[start of Exercise materials]
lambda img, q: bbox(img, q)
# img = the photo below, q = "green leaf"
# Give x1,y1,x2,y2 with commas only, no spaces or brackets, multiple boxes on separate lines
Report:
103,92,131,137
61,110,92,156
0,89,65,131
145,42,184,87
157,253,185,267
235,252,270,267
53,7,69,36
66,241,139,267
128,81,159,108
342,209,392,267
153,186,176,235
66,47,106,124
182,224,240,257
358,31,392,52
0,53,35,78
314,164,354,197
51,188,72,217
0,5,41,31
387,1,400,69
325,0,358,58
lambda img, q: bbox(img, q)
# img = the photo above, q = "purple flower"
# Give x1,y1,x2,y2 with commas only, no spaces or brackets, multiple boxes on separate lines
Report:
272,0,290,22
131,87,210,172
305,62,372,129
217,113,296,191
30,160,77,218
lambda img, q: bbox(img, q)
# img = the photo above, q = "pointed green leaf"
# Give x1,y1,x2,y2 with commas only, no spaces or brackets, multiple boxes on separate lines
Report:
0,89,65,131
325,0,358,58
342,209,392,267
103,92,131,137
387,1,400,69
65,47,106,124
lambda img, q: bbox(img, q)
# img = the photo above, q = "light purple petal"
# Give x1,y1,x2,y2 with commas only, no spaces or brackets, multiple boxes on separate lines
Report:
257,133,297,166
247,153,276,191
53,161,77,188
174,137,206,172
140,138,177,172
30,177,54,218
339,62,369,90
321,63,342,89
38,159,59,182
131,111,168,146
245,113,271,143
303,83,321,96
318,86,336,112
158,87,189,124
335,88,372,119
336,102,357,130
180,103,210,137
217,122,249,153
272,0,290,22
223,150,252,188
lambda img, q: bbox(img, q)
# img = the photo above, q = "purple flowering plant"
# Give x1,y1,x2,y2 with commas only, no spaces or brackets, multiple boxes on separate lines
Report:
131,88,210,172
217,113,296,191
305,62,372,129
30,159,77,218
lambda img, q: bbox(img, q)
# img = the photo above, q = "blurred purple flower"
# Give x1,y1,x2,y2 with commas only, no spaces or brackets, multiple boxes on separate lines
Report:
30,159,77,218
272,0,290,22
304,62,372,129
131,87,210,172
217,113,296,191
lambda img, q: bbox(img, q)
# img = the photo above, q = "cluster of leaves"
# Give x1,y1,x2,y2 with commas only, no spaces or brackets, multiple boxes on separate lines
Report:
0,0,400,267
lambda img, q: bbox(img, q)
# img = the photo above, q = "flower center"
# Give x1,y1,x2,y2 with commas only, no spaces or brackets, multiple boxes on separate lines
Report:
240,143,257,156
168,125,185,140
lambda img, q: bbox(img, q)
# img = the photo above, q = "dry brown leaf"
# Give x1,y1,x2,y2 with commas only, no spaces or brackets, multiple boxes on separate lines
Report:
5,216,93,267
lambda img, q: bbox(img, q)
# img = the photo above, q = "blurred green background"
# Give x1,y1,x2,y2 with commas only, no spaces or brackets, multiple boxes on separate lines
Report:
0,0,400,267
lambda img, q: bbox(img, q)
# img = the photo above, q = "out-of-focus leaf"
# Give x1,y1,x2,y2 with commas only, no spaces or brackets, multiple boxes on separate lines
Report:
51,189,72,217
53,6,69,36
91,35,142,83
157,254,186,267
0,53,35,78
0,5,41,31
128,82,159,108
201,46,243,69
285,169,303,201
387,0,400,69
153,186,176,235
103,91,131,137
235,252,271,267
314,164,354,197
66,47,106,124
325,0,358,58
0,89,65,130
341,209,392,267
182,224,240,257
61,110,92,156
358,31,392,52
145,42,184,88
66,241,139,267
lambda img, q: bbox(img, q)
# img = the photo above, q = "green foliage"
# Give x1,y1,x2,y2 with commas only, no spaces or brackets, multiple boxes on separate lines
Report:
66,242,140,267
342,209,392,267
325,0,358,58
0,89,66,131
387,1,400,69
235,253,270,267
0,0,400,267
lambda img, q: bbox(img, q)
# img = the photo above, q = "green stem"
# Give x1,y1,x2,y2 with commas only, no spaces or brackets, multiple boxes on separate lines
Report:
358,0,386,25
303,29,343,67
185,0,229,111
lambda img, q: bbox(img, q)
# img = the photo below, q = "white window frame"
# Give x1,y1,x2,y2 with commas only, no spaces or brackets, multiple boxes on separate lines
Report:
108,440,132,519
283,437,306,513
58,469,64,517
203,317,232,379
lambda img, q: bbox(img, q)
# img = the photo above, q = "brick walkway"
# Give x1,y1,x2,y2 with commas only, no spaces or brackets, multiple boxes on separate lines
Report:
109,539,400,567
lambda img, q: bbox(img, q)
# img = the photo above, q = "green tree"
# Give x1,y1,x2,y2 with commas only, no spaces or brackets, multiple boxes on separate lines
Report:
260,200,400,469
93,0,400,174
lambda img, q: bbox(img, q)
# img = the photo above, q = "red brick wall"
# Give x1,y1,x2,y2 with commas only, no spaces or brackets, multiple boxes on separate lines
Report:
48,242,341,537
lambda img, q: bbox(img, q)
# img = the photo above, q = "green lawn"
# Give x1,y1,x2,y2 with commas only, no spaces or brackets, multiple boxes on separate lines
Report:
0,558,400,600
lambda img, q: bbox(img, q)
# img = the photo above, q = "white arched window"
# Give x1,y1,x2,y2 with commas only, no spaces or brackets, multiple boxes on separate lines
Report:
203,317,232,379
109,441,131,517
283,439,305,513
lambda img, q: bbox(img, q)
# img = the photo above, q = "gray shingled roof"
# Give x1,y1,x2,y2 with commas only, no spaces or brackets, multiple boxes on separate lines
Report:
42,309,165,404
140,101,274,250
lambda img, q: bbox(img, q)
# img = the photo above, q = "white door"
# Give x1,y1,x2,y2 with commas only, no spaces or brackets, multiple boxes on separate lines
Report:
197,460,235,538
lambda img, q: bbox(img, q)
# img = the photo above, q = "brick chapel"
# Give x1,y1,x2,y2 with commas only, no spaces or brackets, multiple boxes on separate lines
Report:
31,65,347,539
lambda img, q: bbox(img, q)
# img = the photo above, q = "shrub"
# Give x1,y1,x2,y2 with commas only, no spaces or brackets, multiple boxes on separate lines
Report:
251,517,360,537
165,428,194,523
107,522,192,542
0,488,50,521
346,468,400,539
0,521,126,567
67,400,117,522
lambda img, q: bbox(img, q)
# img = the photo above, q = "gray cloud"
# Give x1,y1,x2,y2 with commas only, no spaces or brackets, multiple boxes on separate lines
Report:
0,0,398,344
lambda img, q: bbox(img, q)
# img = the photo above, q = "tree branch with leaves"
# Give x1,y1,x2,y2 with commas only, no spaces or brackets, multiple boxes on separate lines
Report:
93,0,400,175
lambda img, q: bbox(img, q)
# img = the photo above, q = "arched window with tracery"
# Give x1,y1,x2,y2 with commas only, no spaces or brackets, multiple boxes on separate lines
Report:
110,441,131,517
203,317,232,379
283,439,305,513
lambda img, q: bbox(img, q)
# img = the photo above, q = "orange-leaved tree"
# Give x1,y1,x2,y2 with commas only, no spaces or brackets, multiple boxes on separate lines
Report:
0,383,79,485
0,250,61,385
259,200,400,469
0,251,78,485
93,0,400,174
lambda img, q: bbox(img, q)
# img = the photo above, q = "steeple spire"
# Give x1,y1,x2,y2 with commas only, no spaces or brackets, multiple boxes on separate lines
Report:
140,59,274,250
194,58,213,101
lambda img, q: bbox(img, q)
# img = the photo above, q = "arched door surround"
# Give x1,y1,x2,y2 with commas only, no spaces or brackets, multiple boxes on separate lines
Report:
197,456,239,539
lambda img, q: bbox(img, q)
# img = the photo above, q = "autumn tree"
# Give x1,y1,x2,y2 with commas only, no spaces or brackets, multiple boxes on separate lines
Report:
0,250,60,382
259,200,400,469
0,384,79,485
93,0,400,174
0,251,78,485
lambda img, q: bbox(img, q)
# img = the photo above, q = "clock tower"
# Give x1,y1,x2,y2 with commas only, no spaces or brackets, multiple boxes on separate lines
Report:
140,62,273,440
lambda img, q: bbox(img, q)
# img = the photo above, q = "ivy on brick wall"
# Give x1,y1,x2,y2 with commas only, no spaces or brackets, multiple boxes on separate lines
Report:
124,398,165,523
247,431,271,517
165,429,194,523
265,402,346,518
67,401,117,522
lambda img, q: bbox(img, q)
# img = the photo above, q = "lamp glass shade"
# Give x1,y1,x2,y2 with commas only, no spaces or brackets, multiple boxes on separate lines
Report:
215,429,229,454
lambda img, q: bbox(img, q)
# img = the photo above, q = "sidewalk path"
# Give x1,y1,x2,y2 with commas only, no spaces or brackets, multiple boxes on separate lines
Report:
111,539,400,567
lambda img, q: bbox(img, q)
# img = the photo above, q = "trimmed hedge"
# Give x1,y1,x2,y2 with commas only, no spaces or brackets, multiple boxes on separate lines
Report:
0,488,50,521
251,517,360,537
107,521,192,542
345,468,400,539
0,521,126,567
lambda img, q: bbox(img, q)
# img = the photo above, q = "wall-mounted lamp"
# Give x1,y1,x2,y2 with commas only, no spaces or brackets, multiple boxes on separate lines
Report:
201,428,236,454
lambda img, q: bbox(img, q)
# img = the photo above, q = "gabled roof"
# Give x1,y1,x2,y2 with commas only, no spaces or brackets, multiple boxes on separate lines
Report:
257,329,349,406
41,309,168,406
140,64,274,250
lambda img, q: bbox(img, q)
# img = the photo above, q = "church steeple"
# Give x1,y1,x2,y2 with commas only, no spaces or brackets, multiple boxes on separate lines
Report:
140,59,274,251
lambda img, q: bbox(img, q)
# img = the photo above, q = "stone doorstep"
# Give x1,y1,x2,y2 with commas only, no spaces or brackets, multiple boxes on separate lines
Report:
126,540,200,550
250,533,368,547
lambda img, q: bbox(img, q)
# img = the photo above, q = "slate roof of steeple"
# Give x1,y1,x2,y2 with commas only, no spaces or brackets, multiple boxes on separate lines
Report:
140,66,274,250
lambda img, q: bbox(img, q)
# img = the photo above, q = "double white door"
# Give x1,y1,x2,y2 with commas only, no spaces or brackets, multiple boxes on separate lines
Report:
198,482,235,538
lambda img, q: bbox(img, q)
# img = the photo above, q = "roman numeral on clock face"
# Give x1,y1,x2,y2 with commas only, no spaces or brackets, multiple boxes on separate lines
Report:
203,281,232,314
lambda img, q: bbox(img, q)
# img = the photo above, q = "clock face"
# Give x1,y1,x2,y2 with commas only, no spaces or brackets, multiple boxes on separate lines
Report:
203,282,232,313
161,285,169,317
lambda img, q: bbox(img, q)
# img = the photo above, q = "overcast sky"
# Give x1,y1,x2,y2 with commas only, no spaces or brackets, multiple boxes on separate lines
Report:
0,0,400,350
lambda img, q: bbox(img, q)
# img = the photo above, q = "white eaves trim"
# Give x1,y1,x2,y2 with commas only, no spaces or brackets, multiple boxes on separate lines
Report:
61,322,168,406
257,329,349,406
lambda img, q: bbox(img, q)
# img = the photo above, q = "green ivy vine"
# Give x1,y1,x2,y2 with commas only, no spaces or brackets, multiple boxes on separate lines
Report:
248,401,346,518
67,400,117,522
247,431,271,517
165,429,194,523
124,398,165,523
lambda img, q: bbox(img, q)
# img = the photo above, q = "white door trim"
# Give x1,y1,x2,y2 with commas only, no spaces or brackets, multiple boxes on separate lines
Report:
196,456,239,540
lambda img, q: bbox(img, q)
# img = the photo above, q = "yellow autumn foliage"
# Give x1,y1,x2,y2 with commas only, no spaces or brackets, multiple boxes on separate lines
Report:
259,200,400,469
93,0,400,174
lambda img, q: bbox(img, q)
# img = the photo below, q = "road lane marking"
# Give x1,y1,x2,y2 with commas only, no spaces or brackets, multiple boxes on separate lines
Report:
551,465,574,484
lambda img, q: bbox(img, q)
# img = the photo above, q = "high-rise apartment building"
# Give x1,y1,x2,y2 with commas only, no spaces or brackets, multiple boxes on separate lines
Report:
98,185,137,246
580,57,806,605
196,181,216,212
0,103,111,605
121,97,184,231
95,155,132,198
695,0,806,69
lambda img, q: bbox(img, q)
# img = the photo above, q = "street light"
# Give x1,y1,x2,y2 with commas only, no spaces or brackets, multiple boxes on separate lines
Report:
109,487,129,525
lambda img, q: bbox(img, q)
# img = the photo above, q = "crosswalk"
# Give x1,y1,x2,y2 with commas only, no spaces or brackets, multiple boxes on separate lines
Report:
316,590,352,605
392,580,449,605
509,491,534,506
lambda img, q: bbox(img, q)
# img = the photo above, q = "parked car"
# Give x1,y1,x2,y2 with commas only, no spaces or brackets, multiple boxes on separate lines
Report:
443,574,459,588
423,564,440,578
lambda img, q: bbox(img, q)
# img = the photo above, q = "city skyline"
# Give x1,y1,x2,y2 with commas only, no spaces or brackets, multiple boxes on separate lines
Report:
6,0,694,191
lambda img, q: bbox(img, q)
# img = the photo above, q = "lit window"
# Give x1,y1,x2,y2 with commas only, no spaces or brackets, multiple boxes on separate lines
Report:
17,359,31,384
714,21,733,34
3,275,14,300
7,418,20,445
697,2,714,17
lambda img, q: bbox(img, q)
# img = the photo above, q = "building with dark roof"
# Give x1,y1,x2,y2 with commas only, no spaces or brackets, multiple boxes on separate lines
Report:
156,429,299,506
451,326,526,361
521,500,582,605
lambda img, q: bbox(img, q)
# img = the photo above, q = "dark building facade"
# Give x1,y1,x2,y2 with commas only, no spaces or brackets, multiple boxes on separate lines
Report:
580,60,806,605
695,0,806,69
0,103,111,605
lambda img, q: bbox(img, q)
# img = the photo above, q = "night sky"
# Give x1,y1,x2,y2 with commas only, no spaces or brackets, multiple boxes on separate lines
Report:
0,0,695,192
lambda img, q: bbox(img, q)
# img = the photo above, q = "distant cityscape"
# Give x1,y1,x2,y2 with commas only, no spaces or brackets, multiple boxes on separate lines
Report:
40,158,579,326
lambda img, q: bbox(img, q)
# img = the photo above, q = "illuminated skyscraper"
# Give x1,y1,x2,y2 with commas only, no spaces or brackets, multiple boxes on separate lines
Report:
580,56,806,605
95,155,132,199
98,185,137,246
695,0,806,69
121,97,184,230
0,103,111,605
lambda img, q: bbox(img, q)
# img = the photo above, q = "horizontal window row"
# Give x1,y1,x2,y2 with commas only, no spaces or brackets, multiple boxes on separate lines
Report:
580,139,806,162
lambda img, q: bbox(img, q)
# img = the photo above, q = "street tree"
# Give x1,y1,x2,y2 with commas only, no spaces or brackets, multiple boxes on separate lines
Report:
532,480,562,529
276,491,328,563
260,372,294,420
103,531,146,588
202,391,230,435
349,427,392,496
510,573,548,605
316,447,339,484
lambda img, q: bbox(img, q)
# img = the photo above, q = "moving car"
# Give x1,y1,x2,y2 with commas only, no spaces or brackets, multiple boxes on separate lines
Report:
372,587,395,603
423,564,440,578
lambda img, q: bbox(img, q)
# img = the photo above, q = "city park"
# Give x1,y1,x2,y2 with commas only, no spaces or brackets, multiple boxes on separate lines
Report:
[end of Exercise materials]
### Exercise
Filter the records above down to the lines containing the word "steeple", and copy each of those lines.

### Exercise response
# img = the photo above, q = "steeple spire"
# img = the photo above, q = "church steeple"
# img = the photo above, q = "slate roof of steeple"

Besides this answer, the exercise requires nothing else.